→ **Texto**:
* * * * *
O showzinho dos Time Lords para com o Doutor agora está mais claro do que nunca: ele estava sendo mantido em rédea curta porque é uma ameaça grande, e sabe-se lá o que poderia fazer se descobrisse que nem Gallifreyano ele era. O ruim, na minha concepção, é que agora o Doutor é um basicamente super-herói, visto que destravada as suas memórias do passado, ele não está mais sob a influência de limitação das 12 regenerações, de modo que preocupar-se com os ciclos regenerativos não está mais em sua lista (assim espero). E aqui talvez seja um ponto bom para falar do Valeyard, brasileiramente conhecido como Jardim do Vale (hehehe). Conforme apresentado lá em The Ultimate Foe, ele é um amálgama das versões ruins do Doutor* que apareceria em algum momento entre a sua 12ª e a última encarnação. Falta só agora alguém reclamar que “destruíram a possibilidade do Valeyard existir” com essa questão da Timeless Child. Cá dentro, eu fico só pensando: “Neiva do céu, de cérebro, só tem o sinarzin!“.

* Para os reclamões desaviados ou desmemoriados, o Doutor tem várias versões ambíguas de si mesmo, algumas delas más, outras boas, e muitas sem nenhuma explicação até hoje. São elas: O Vigia (Logopolis), O Valeyard (The Mysterious Planet), O Meta-Crise (Journey’s End), O Senhor do Sonho (Amy’s Choice) e O Curador (The Day of the Doctor).
* * * * *
→ **Dados extraídos**:
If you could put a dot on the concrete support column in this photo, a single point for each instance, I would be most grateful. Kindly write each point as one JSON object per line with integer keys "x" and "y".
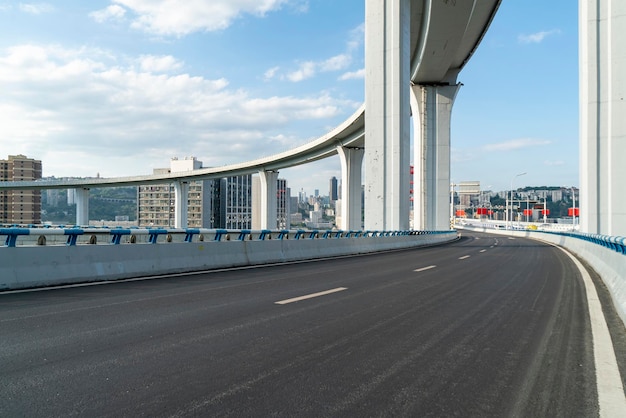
{"x": 387, "y": 115}
{"x": 351, "y": 167}
{"x": 269, "y": 190}
{"x": 82, "y": 206}
{"x": 602, "y": 122}
{"x": 181, "y": 203}
{"x": 432, "y": 110}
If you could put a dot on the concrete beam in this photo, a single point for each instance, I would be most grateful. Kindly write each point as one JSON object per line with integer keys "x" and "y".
{"x": 269, "y": 207}
{"x": 82, "y": 206}
{"x": 351, "y": 167}
{"x": 387, "y": 118}
{"x": 602, "y": 124}
{"x": 181, "y": 204}
{"x": 432, "y": 111}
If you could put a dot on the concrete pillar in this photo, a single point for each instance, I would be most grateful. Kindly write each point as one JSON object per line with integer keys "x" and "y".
{"x": 432, "y": 109}
{"x": 82, "y": 206}
{"x": 181, "y": 203}
{"x": 269, "y": 190}
{"x": 387, "y": 114}
{"x": 351, "y": 167}
{"x": 602, "y": 116}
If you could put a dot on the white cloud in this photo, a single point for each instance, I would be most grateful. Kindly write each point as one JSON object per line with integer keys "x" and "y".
{"x": 179, "y": 18}
{"x": 554, "y": 163}
{"x": 84, "y": 111}
{"x": 515, "y": 144}
{"x": 159, "y": 64}
{"x": 271, "y": 73}
{"x": 336, "y": 63}
{"x": 538, "y": 37}
{"x": 36, "y": 9}
{"x": 112, "y": 12}
{"x": 353, "y": 75}
{"x": 307, "y": 70}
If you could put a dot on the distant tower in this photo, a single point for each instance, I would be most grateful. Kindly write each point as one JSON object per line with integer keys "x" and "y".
{"x": 333, "y": 189}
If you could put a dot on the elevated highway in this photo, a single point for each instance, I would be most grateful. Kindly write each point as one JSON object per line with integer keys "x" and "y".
{"x": 442, "y": 36}
{"x": 468, "y": 329}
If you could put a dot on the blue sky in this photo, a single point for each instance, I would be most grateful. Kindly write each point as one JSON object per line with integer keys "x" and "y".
{"x": 119, "y": 87}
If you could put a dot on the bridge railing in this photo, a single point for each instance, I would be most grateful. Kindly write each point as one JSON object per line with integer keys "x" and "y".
{"x": 24, "y": 236}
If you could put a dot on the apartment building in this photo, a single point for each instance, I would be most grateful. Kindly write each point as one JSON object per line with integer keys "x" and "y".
{"x": 20, "y": 206}
{"x": 156, "y": 202}
{"x": 221, "y": 203}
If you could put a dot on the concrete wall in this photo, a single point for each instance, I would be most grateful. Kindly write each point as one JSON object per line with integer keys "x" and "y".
{"x": 26, "y": 266}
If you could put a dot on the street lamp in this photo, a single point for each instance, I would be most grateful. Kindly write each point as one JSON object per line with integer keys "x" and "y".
{"x": 511, "y": 199}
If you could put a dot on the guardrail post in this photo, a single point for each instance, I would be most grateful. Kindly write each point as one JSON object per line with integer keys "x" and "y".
{"x": 12, "y": 234}
{"x": 219, "y": 233}
{"x": 72, "y": 235}
{"x": 153, "y": 235}
{"x": 116, "y": 235}
{"x": 189, "y": 233}
{"x": 243, "y": 233}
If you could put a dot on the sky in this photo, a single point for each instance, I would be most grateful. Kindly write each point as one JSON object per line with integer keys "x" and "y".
{"x": 117, "y": 88}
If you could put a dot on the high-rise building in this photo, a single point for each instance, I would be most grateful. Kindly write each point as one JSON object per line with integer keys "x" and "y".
{"x": 156, "y": 202}
{"x": 283, "y": 204}
{"x": 20, "y": 206}
{"x": 231, "y": 203}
* * * * *
→ **O que fazer**: De acordo com o texto sobre Doctor Who, entre quais encarnações do Doutor o Valeyard apareceria?

→ **Resolução comentada**: Entre a 12ª e a última encarnação do Doutor.